Work task: Give the data below again exactly as written, without its pictures.

Data for analysis:
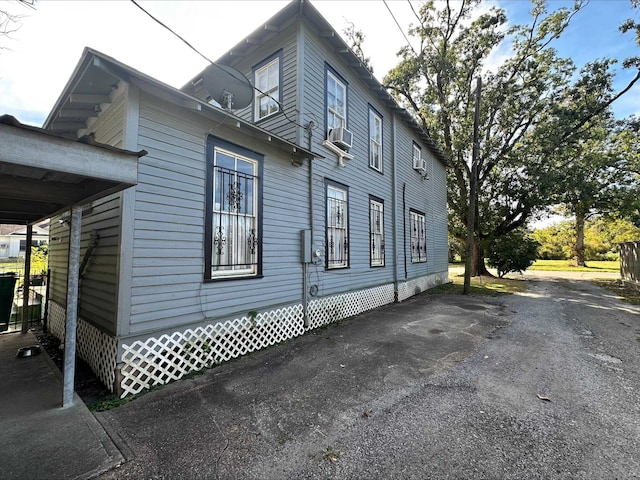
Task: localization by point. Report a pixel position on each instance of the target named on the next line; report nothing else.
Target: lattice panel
(156, 361)
(95, 347)
(331, 309)
(418, 285)
(99, 350)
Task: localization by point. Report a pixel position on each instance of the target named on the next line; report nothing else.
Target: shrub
(513, 252)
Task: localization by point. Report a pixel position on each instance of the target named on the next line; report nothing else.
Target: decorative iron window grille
(418, 237)
(234, 221)
(337, 228)
(376, 232)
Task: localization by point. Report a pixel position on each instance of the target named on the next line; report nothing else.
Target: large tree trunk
(578, 248)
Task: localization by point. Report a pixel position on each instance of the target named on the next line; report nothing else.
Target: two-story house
(312, 200)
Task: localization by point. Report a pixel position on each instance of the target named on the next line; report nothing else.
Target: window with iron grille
(233, 229)
(376, 231)
(337, 241)
(418, 237)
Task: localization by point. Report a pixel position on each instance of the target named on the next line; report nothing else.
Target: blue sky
(37, 61)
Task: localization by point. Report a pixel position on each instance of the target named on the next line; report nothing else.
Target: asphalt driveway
(536, 385)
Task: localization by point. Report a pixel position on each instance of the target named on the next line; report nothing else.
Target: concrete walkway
(38, 439)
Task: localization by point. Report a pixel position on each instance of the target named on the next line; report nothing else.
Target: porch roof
(43, 174)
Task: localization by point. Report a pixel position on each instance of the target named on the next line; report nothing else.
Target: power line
(398, 25)
(218, 66)
(413, 10)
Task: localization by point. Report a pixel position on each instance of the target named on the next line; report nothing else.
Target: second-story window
(375, 140)
(336, 102)
(267, 93)
(418, 161)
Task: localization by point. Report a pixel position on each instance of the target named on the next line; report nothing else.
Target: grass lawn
(492, 286)
(565, 265)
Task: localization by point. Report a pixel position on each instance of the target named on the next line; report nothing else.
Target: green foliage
(39, 260)
(555, 241)
(536, 109)
(513, 252)
(602, 237)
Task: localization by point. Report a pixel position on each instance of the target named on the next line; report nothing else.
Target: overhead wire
(218, 66)
(398, 25)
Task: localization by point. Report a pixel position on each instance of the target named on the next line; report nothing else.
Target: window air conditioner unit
(341, 137)
(420, 164)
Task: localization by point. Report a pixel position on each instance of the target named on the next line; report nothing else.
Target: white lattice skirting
(162, 359)
(95, 347)
(156, 361)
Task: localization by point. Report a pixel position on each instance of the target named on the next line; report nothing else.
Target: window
(375, 140)
(418, 237)
(337, 241)
(376, 231)
(336, 102)
(418, 161)
(233, 212)
(267, 93)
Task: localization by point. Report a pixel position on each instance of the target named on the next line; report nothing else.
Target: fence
(630, 262)
(36, 305)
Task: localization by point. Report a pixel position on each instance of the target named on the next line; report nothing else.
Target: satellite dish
(227, 86)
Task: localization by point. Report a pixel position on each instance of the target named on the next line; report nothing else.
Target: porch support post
(27, 279)
(72, 307)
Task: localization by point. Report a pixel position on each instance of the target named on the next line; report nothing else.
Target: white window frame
(375, 140)
(376, 232)
(235, 217)
(418, 233)
(269, 89)
(336, 112)
(337, 229)
(418, 161)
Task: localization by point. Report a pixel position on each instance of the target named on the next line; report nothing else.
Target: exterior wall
(168, 259)
(99, 242)
(175, 322)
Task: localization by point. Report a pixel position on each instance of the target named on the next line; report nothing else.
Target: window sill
(341, 154)
(230, 278)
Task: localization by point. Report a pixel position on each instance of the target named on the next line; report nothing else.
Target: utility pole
(473, 193)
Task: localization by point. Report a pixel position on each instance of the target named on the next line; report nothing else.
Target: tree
(521, 126)
(625, 147)
(11, 22)
(514, 252)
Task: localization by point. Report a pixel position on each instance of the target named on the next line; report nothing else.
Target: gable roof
(303, 9)
(97, 76)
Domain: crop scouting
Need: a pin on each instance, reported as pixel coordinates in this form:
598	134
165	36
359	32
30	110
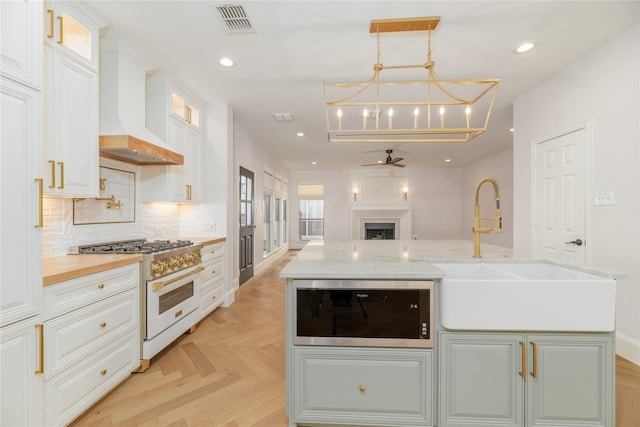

Written solution:
Task: localization by point. Report a pixel position on each instance of the target named on the next line; report nothing else.
Target: lattice panel
(156, 361)
(95, 347)
(331, 309)
(418, 285)
(99, 350)
Task: localization by point. Report a pixel position on each instance of the target named on the next line; report nothing else.
Target: shrub
(513, 252)
Task: localization by point. Report a pixel position on each instance of the target named on the next line; report nothing else.
Target: decorative iron window grille
(418, 237)
(234, 221)
(337, 228)
(376, 232)
Task: localization by point. Report a pixel position on each instance of the target named on the next line; report nothing else.
Target: large tree trunk
(578, 248)
Task: localization by point. Report a pixel position on each instance of the target named on the next line; report nothing else.
Target: two-story house
(312, 200)
Task: localization by point. Report a pixel position on each instance of the target named on the next line; report nothing else.
Target: window with iron grille
(233, 229)
(376, 231)
(337, 241)
(418, 237)
Task: localization by point. Report a pixel position on each instance of the target named on the next line; report nothing else.
Target: blue sky
(37, 61)
Task: localization by point. Report a pixel position on each instance of the target named on the next line; report nothing else.
Target: asphalt driveway
(536, 385)
Task: localization by point. Report a pixel position on each instance of the target named on the next line; report nothing else.
Target: concrete walkway
(38, 439)
Task: localization by point. Report a pixel position on each instance of the target named on the next line; report nothing else.
Target: porch roof
(43, 174)
Task: localization by point. Report a pixel position on each instance of the target named on the next line; report nothing else.
Target: power line
(398, 25)
(218, 66)
(413, 10)
Task: localization by point. Report a pixel position on each instance of the target named on the next line; report nothing else.
Target: second-story window
(375, 140)
(336, 102)
(267, 93)
(418, 161)
Task: localization by point. Report a pixel position on each instance of the target named on the next line; report nothing else.
Target: grass lawn
(492, 286)
(565, 265)
Task: localization by point. Report a pixel position on each instance of the target named on the next line; report nothing else.
Target: green foliage
(39, 260)
(555, 241)
(536, 109)
(513, 252)
(602, 237)
Task: localization by point. Report a pixel position on each instance of the target named on the next line; report nothing else.
Target: overhead wire
(218, 66)
(398, 25)
Task: localization by point. Report a pixel position on each instance of the target named on the next line; report nothing else.
Target: window air conditioner unit
(341, 137)
(420, 164)
Task: localization by point. Report a pixel position on each instance of the target named on the next line; report nothing else.
Target: white lattice skirting
(162, 359)
(95, 347)
(156, 361)
Task: localization by point. Report a pixel position on each instance of the target named on the next line; report nothing else.
Target: window
(375, 140)
(418, 237)
(337, 241)
(376, 231)
(336, 102)
(418, 161)
(233, 212)
(267, 93)
Task: localization by point. Report a pixel position on each instance of the target named on the next line; report nothing else.
Target: fence
(630, 262)
(36, 305)
Task: localization by point. Report a pixel position on each instance of the target named on the next line; report nothing else.
Target: satellite dish
(227, 86)
Task: localization by point. Report a pixel position on each instance of the target named on the next line; report nothing else.
Target: porch support post
(27, 279)
(72, 307)
Task: localization by point. Report a pixel position on each instance of the target named on the next line; report nothing else.
Target: white window frame
(375, 140)
(376, 232)
(235, 217)
(418, 233)
(269, 89)
(336, 112)
(337, 229)
(418, 161)
Task: localization by point. Report a pixel position on each instance of the target named on the next line; report nothing else.
Target: exterior wall
(168, 259)
(99, 242)
(175, 322)
Task: localization by point. Report a pixel position on each instance of the target named on the next line; report nothing else.
Target: window sill
(341, 154)
(230, 278)
Task: localization by point. Report a pixel position on each instance of the target named on the next line; report nothing else.
Target: utility pole
(473, 193)
Task: localization by point. Report a pixel position on each instance of the target named on the next line; report nothing else.
Target: tree
(521, 126)
(625, 147)
(11, 22)
(514, 252)
Task: localization by point. Report a pixel position on each instance of the target named on the next line; report nothing else.
Target: gable roof
(303, 9)
(97, 76)
Domain: crop scouting
Need: a pin on each instance, reported as pixel coordinates in this form:
598	134
165	36
359	32
30	110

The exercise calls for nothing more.